**STATED EXERCISE:**
In the listing below, show each line that contains the word "brown". Matching is case-sensitive.

(Records of labeled points)
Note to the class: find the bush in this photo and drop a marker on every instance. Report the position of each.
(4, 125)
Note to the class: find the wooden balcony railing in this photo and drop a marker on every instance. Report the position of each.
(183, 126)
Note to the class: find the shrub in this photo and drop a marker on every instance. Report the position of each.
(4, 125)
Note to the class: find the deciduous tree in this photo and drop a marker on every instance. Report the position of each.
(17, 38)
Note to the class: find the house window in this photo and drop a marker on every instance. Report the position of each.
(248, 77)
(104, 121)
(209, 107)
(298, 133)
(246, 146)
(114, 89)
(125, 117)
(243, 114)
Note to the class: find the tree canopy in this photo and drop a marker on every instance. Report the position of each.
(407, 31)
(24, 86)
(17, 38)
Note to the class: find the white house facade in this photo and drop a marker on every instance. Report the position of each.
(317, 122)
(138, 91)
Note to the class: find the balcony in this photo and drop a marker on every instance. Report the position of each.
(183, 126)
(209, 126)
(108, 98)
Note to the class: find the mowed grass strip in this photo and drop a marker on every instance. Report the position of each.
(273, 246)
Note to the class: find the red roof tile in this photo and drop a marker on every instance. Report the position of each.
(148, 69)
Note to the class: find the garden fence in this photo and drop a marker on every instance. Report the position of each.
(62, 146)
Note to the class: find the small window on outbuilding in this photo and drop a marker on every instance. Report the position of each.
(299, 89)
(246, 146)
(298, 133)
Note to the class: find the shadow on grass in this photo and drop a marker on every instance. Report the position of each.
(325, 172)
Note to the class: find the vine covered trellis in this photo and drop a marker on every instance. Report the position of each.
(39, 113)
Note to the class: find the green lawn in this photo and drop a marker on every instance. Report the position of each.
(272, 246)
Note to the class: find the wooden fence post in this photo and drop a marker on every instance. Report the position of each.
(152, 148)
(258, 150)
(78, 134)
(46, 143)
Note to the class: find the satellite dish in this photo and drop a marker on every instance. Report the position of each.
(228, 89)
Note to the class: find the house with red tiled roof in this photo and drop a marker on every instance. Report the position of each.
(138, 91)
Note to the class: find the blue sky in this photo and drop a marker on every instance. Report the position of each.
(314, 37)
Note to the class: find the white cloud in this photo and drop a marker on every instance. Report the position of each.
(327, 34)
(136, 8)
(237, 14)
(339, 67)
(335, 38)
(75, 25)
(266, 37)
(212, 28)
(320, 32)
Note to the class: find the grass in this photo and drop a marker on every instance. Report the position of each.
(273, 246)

==

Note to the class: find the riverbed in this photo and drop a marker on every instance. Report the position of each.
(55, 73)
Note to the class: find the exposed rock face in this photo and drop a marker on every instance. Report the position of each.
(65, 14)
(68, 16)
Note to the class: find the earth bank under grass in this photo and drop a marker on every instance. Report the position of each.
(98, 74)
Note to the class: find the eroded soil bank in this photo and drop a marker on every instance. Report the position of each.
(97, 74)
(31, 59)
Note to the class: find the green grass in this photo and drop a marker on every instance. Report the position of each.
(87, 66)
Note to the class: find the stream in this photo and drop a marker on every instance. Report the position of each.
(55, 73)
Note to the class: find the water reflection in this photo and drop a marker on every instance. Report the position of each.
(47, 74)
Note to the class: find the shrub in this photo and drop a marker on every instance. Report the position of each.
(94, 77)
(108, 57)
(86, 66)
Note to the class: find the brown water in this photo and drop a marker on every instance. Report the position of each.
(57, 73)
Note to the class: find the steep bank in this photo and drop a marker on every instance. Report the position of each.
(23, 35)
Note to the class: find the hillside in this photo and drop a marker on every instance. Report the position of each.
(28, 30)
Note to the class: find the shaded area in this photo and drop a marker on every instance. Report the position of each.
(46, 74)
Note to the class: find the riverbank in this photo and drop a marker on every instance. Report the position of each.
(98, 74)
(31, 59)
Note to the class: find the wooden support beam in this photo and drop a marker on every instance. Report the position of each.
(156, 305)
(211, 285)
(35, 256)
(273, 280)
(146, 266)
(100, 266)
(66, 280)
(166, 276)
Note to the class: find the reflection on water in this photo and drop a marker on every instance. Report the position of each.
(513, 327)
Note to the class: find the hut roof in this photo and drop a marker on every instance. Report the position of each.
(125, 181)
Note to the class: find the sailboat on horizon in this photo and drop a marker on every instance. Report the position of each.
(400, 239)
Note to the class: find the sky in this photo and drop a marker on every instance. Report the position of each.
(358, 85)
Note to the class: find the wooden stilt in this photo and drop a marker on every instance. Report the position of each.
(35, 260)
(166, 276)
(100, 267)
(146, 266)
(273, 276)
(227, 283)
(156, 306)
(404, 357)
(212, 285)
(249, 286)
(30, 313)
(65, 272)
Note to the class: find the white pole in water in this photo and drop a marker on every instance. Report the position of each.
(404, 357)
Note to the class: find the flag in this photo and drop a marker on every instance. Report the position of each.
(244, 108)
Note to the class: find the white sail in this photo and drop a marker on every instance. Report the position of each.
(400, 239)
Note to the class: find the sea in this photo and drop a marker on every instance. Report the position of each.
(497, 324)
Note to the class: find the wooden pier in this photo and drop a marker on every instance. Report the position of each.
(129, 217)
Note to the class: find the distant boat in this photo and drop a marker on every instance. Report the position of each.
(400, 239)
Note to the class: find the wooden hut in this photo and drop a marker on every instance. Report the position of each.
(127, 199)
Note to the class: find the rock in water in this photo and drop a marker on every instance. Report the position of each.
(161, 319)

---

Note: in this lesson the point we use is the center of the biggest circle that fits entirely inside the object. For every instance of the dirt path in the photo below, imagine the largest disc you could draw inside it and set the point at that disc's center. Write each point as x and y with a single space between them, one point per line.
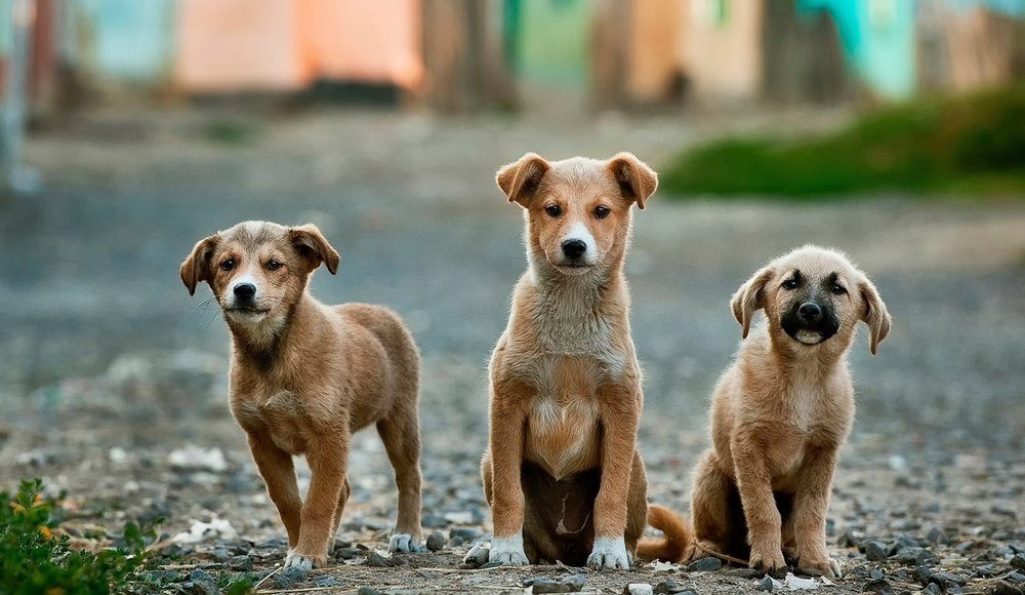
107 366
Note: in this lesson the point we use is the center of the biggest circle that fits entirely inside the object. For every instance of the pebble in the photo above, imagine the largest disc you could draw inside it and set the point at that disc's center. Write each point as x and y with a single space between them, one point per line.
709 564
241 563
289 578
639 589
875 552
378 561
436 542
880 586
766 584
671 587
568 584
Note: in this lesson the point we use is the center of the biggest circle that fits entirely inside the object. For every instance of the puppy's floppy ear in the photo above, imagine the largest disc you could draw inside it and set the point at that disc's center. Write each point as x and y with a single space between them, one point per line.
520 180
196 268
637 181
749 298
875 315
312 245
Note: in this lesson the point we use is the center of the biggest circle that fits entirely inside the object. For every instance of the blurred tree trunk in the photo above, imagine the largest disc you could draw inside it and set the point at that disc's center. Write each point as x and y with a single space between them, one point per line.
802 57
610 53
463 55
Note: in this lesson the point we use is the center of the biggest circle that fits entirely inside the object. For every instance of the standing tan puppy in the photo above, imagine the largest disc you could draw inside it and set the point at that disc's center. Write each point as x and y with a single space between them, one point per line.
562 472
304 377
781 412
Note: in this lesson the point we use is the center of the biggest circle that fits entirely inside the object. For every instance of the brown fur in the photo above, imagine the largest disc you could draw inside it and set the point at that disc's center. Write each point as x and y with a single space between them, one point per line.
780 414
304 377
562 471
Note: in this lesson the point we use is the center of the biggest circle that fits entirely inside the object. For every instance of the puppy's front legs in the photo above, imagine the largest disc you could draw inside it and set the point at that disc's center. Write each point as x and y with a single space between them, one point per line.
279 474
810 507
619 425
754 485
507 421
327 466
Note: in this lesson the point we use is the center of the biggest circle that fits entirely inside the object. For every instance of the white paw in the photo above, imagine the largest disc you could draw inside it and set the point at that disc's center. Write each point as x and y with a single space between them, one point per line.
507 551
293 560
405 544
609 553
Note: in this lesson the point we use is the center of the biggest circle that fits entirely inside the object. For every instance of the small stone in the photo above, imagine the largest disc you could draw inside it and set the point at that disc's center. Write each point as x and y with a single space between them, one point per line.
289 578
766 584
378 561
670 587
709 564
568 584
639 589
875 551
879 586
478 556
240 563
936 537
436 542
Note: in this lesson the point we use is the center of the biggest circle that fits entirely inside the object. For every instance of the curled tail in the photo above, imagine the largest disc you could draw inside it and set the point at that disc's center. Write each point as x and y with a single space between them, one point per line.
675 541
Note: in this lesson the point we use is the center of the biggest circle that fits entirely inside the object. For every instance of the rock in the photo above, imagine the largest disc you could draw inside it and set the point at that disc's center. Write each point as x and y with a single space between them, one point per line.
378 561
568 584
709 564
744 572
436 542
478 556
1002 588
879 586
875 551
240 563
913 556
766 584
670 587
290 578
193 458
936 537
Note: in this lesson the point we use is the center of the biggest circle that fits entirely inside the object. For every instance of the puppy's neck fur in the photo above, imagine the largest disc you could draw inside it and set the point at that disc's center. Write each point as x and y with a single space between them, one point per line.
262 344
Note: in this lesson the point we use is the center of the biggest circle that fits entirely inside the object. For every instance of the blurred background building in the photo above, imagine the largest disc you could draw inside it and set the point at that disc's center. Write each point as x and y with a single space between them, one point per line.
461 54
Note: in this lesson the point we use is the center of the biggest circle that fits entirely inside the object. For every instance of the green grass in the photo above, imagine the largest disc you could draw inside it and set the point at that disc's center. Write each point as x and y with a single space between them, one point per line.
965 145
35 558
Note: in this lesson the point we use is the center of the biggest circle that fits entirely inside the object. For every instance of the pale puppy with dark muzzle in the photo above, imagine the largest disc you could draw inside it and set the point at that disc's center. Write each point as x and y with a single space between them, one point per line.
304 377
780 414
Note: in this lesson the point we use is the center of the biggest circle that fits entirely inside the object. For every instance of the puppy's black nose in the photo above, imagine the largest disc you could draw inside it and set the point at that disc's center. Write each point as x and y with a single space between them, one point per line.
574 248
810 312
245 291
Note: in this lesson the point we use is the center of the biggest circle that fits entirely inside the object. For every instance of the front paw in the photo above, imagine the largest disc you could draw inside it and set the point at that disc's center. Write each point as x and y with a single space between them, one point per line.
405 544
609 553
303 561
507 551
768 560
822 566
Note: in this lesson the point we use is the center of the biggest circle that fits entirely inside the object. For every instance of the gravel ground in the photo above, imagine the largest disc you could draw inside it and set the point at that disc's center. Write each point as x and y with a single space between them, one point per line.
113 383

**ANSWER TO THE PROBLEM:**
Note to the class: find the brown water in this photo and drop a marker on every instance. Report the position of each.
Note: in this lesson the point we use is the center of the biggest circle that fits entirely inside the object. For every instance of the brown fur in the photo above, imagine the largest disc you could draw inside it and set the point at that disc's center. Write each point as x and y with a single space between them, one point per line.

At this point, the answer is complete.